**REQUIRED ACTION**
The records are to be restated in their entirety, word for word.

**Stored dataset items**
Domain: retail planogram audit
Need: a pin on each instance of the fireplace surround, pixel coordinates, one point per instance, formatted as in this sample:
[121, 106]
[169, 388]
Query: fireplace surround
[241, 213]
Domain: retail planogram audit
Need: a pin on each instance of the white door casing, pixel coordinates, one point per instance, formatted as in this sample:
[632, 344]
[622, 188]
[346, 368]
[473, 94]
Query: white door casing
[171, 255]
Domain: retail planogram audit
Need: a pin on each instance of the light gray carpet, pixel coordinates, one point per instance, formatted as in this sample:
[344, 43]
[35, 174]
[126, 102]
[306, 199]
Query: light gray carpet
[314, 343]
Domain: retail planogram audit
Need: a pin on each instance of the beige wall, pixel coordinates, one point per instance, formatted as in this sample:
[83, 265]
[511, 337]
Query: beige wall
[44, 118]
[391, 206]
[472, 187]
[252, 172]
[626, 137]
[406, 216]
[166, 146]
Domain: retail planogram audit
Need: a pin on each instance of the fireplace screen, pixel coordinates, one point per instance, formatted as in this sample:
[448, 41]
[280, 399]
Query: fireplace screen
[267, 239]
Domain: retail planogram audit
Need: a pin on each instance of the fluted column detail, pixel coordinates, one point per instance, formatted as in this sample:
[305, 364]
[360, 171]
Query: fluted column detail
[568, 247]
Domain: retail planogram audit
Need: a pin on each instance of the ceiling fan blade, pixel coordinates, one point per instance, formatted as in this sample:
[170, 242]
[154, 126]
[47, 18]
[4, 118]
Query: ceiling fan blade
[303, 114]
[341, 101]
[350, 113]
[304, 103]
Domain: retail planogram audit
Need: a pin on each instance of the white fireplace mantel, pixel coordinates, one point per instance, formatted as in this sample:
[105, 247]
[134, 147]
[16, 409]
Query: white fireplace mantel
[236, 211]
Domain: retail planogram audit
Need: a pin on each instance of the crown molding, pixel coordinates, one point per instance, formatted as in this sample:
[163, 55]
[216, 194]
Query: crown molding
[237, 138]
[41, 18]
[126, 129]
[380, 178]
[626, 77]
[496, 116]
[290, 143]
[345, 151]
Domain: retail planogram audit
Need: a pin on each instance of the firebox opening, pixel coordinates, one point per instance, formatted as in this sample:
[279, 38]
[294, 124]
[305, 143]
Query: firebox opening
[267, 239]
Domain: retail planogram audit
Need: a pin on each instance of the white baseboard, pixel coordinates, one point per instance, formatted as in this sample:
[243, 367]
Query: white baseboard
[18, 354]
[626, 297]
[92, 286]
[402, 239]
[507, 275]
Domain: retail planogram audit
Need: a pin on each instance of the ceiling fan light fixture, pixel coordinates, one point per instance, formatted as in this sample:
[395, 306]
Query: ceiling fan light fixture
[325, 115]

**ANSWER FOR THE TASK**
Domain: retail planogram audit
Need: a pin on each instance of the fireplace surround, pixel coordinates, one point per instance, formatted as in this sample:
[121, 106]
[169, 388]
Query: fireplace surround
[241, 213]
Domain: retail planogram audit
Need: a pin on each instance of the white door casing, pixel coordinates, one point per instance, formatted as in this sample:
[632, 344]
[622, 188]
[346, 368]
[473, 94]
Query: white door casing
[171, 255]
Domain: retail planogram audit
Need: a pin on each instance of the light gray carpet, pixel coordinates, one point per instance, formatted as in this sample:
[344, 43]
[35, 174]
[126, 102]
[306, 199]
Query: light gray carpet
[314, 343]
Domain: retail planogram audit
Need: a pin on each instance of the beige wall, pixel coordinates, one point per instance, formatted as in this sample:
[83, 265]
[511, 337]
Query: beige wall
[44, 118]
[391, 206]
[472, 187]
[252, 172]
[626, 137]
[406, 216]
[166, 146]
Domain: retail planogram audit
Need: a pin on each instance of the fireplace screen, pixel coordinates, one point per instance, formatted as in this sample:
[448, 41]
[280, 399]
Query: fireplace screen
[267, 239]
Domain: retail planogram audit
Need: a pin on each instance of the fluted column detail, pixel coordinates, one point per instance, formatted as in this sample:
[305, 364]
[360, 171]
Query: fluted column detail
[568, 247]
Domain: retail planogram audit
Need: a pin on each instance of the ceiling fan blade, pixel coordinates, one point per instance, formatted as in this sample:
[170, 242]
[154, 126]
[47, 18]
[4, 118]
Query: ceiling fan blade
[303, 114]
[341, 101]
[350, 113]
[304, 103]
Domain: retail planogram audit
Need: a pin on each instance of the white fireplace mantel, pixel coordinates, one point per instance, formatted as in this sample:
[105, 247]
[134, 147]
[16, 409]
Query: white fireplace mantel
[236, 211]
Domain: retail planogram audit
Need: a pin on each instance of the crown molding, pixel coordinates, one point per instance, formatted as in this sample:
[163, 55]
[216, 194]
Query: crown molding
[237, 138]
[41, 18]
[126, 129]
[380, 178]
[626, 77]
[496, 116]
[290, 143]
[345, 151]
Domain: retail planogram audit
Need: a pin on each instance of the firebox opening, pixel coordinates, one point per instance, formatted as in this sample:
[279, 38]
[294, 124]
[305, 143]
Query: firebox opening
[267, 239]
Domain: retail planogram audit
Need: a pin on each instance of the white baseboard, pixel coordinates, one point per instance, formatted as in this sample:
[243, 367]
Query: white baseboard
[18, 354]
[626, 297]
[92, 286]
[402, 239]
[507, 275]
Domain: retail planogram audit
Need: a pin on each instance of the ceiling fan light fixture, pixel coordinates, one point per instance, formatted as in this sample:
[395, 306]
Query: ceiling fan light fixture
[325, 115]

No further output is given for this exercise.